● **EXERCISE OBJECTIVE**
Write the next part of the piece about the FDA's trans fat ban, picking up after its final sentence.

The FDA just banned trans fat. The American Heart Association issued a statement that the move would prevent 20,000 heart attacks a year mirroring that made by the CDC. Where this number came from is a mystery. I suspect they made it up after a series of extrapolations from metabolic data to epidemiological conclusions based on no epidemiological studies. Professional societies do this all the time.  Will eliminating trans fats from a healthy person’s diet (note healthy) reduce his likelihood of a heart attack? While many of my colleagues express no doubt that it will, the correct answer is that no one knows because the data needed to justify such a conclusion haven’t been assembled. I’ve already written about this subject and you can read it here.

You must have noticed that medical recommendations are constantly changing. A big reason for this perpetual mutation of “good” medical advice is that doctors in their zeal to do good or just boss people around cannot resist getting ahead of the data or forgetting the basic principles of scientific method.

● **INFORMATION PROVIDED**
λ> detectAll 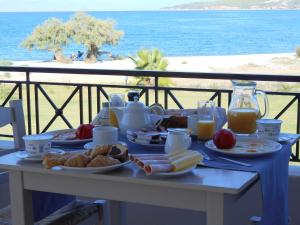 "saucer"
[16,148,65,162]
[83,141,127,150]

● **FINAL ANSWER**
Most of the advice aimed at healthy people has an effect which is at best at the margins of good health and which if ignored will have little effect on overall well being. Again, I am writing only about healthy people. Those with chronic disease need to be under the care of a physician and to follow his advice about their health.

Let’s start with a healthy diet. Is their such a diet for a healthy person who is anywhere near ideal body weight (more on weight later)? There is no – zero – evidence that one diet or another will impact health in a sane person without a chronic disease. You will see many claims that attribute a cornucopia of benefits from one or another diet, but they all lack scientific rigor. “Eat healthy” is a common refrain, but what does that mean in someone who is already healthy? Of course if your health status changes then your diet may have to change as well. You could argue that whatever diet is in vogue, they change regularly, might delay bad health. But again, there is no evidence that such is the case in completely healthy individuals. And if rigorous analysis should one day show that there is such a beneficial diet, its effect on health in the already healthy would be very small.

Americans worry to much about their health. Are there some good guidelines about maintaining good health? There are just a few. Note that none requires a visit to the doctor.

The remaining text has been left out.